__What is being asked__.
Extract every line of the records that contains the word "vegetation".

__Input data__.
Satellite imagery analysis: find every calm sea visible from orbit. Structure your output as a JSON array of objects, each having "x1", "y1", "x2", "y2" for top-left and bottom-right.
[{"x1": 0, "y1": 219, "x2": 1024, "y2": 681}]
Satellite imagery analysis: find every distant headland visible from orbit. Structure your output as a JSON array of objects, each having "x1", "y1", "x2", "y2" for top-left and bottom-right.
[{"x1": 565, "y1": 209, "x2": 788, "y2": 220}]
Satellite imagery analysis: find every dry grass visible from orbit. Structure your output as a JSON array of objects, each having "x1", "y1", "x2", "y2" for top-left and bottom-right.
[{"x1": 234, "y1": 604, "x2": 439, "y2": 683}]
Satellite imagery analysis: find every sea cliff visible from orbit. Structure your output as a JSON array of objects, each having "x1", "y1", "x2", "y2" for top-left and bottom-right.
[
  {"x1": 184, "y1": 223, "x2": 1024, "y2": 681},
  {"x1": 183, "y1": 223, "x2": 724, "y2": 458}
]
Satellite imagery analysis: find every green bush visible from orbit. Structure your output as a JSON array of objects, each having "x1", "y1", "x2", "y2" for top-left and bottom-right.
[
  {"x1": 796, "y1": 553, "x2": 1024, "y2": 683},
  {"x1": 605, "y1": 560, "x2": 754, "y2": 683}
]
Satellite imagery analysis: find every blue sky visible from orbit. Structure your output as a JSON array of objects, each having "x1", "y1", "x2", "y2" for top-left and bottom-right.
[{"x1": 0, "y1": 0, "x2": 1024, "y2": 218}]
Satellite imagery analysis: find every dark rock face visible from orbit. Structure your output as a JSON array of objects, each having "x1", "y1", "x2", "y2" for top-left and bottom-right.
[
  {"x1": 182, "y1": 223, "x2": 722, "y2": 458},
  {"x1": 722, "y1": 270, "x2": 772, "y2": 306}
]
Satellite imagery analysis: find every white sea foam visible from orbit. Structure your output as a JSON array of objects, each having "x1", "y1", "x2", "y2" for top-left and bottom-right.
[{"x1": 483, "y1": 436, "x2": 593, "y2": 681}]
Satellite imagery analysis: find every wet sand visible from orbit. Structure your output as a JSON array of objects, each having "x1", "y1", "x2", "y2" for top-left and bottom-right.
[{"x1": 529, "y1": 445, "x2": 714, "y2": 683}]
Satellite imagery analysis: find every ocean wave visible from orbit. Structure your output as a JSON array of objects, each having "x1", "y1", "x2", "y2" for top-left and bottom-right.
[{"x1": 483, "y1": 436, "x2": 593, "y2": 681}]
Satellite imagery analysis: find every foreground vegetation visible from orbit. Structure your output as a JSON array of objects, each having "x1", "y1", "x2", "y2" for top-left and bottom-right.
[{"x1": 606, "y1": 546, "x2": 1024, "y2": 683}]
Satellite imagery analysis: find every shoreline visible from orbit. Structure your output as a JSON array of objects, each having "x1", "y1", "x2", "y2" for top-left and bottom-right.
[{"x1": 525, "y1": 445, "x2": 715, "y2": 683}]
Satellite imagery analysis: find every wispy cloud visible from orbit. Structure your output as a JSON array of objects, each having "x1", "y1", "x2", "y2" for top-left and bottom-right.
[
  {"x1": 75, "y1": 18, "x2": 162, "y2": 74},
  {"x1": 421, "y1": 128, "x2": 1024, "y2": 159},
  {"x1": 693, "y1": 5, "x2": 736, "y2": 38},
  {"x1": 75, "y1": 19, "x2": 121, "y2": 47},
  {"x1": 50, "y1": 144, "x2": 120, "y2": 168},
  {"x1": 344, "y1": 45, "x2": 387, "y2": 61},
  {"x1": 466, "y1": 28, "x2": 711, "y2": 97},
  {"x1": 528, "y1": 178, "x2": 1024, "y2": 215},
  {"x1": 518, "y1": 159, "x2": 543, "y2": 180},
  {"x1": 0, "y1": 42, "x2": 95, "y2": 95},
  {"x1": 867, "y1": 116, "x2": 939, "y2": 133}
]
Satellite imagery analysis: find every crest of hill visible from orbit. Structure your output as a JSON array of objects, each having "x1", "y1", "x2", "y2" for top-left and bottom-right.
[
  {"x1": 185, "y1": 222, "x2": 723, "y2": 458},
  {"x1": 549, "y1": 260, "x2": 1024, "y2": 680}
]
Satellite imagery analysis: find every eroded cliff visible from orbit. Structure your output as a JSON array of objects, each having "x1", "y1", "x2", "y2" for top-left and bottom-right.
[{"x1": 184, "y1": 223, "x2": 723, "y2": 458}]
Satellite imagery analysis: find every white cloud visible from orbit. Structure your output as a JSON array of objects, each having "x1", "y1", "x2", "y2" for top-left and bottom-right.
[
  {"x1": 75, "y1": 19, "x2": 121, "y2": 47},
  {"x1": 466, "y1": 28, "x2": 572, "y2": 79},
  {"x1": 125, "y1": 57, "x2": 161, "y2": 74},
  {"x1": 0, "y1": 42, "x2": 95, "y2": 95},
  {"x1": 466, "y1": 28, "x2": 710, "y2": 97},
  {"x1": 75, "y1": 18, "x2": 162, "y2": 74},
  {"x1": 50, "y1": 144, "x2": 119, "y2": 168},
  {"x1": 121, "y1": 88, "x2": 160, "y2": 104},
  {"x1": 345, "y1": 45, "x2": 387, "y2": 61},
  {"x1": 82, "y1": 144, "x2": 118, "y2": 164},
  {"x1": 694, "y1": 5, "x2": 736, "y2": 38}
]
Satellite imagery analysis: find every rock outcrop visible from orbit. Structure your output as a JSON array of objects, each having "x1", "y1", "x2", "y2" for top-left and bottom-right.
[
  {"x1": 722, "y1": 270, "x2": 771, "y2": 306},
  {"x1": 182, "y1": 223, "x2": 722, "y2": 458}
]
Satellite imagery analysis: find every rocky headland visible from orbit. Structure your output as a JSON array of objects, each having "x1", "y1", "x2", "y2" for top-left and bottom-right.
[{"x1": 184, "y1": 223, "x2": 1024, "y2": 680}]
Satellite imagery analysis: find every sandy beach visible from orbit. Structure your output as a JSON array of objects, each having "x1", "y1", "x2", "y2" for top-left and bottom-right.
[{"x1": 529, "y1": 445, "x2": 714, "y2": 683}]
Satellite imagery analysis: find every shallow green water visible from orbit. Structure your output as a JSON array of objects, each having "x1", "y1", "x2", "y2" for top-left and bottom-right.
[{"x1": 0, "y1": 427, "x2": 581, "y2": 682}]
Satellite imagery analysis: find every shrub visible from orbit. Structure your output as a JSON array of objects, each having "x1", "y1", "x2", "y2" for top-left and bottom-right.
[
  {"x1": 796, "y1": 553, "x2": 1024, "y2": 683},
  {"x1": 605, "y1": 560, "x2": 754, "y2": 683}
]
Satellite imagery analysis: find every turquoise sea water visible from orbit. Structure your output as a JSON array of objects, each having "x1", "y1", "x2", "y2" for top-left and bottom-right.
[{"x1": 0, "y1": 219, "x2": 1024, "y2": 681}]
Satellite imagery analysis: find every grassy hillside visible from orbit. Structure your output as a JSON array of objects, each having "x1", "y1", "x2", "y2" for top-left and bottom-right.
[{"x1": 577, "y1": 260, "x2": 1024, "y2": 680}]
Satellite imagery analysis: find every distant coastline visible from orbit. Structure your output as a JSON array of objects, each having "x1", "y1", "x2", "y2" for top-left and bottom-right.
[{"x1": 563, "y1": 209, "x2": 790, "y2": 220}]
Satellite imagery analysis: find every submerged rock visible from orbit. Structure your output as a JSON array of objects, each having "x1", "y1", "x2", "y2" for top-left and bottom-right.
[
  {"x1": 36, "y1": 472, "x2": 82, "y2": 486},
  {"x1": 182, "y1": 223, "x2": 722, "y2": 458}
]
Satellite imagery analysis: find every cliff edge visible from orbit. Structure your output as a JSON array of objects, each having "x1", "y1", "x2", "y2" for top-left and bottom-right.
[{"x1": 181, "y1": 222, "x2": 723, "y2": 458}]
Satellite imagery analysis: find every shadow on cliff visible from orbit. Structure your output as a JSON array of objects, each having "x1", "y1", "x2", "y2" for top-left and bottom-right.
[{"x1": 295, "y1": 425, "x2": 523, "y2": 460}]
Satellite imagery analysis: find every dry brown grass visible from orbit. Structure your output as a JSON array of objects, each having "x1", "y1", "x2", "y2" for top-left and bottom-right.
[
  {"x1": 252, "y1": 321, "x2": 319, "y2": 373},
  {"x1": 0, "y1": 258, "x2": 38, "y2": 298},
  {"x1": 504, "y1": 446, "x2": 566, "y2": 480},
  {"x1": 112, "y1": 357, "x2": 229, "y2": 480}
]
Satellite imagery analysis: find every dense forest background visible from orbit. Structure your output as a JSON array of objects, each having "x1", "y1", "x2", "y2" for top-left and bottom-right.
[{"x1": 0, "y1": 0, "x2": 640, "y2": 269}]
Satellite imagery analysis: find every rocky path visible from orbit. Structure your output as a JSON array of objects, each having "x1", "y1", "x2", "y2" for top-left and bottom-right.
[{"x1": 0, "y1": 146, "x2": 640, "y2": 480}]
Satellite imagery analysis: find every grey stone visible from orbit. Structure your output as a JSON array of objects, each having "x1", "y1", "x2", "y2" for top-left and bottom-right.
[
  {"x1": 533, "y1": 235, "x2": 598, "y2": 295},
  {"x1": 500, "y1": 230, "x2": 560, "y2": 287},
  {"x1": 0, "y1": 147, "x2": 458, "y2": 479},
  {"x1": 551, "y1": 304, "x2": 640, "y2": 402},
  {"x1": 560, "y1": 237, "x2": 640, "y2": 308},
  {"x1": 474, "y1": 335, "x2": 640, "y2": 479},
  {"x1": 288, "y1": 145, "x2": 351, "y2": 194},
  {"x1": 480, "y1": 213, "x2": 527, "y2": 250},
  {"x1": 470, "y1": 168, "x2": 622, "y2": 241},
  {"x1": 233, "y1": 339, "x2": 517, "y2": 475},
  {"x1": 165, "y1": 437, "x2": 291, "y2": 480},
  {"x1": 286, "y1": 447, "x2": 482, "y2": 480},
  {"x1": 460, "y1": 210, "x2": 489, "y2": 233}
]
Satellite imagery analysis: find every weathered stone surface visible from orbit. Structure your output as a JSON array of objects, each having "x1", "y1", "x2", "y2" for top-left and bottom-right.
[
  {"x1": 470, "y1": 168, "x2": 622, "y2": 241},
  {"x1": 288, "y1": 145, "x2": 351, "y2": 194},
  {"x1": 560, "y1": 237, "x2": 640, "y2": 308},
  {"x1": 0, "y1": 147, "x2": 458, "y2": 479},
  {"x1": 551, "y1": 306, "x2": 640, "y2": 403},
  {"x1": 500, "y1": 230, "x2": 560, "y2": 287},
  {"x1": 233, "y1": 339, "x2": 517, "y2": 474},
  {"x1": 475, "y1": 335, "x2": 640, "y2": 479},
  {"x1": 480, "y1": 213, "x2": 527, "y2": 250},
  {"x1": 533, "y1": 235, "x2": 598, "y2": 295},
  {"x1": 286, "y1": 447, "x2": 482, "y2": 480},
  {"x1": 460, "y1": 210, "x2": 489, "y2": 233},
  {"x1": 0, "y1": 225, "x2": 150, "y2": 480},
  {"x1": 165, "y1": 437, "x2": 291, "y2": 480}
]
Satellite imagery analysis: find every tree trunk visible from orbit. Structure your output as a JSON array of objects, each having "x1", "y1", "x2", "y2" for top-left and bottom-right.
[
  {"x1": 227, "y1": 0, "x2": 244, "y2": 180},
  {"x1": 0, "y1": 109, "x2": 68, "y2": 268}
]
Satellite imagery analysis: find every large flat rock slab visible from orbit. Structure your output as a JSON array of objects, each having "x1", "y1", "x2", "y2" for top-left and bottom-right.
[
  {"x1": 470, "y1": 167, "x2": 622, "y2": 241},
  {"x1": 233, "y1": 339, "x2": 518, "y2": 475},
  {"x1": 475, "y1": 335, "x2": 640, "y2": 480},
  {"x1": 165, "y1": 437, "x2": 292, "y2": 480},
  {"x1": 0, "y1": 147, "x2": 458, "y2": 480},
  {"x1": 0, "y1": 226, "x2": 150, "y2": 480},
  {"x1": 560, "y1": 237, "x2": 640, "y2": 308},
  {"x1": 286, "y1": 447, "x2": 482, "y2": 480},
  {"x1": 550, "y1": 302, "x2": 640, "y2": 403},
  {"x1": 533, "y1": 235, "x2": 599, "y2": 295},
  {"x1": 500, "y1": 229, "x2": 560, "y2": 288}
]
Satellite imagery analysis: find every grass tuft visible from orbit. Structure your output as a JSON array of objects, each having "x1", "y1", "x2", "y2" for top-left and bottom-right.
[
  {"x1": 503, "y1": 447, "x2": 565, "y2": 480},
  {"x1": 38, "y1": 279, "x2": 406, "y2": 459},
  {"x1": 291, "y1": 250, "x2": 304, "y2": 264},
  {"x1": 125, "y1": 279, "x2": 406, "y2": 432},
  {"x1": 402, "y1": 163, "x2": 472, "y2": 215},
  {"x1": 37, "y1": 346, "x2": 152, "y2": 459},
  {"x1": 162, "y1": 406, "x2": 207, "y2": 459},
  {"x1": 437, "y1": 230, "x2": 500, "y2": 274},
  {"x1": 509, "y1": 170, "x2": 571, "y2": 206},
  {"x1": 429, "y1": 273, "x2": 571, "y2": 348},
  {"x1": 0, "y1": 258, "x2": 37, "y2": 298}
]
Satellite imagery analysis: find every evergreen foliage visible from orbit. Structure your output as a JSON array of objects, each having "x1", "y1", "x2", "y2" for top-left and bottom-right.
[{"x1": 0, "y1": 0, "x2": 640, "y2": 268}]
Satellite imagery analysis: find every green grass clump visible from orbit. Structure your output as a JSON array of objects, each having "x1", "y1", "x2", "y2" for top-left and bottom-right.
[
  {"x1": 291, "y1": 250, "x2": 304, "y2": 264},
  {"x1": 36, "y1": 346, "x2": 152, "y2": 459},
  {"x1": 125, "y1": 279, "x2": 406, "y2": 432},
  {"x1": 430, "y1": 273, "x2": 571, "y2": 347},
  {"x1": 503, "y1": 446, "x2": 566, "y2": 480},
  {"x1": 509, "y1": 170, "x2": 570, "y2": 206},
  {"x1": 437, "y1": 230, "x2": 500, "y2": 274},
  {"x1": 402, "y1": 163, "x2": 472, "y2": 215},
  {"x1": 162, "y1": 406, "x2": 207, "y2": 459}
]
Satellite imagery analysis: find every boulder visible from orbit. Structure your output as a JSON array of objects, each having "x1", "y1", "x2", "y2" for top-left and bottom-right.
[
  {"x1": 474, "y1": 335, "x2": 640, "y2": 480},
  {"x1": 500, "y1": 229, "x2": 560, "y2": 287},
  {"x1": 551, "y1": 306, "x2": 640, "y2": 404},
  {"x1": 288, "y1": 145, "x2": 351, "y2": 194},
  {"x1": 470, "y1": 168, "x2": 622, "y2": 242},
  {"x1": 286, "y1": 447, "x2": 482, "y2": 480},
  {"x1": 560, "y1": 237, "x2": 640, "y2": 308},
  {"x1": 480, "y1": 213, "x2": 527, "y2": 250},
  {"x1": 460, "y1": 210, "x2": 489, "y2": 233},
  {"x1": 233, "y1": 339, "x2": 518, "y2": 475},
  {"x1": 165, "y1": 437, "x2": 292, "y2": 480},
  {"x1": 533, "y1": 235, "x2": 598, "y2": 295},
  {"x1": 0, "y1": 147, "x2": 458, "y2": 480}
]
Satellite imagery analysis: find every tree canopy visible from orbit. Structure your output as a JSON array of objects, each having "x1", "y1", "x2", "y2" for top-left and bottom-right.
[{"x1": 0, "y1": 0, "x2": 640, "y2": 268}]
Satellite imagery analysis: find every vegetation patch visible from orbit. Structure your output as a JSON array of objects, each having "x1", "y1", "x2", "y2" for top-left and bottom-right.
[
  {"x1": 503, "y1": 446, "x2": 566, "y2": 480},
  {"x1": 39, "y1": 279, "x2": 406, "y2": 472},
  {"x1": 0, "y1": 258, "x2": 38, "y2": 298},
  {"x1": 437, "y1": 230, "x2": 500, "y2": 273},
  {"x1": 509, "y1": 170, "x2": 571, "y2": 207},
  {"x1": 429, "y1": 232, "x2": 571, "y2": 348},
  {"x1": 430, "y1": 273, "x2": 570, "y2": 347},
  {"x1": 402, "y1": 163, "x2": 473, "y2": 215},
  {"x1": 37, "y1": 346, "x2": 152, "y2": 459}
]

__Written solution__.
Satellite imagery analysis: find every foreground vegetation visible from orbit. Structure your output as a JSON array of objects, each having "x1", "y1", "x2", "y2" for top-left and bottom-right.
Satellite imagery analysis: find every vegetation patch visible from orbit. Structure your output as a JSON array of objects, each having "x1", "y1", "x2", "y2" for top-left and bottom-right.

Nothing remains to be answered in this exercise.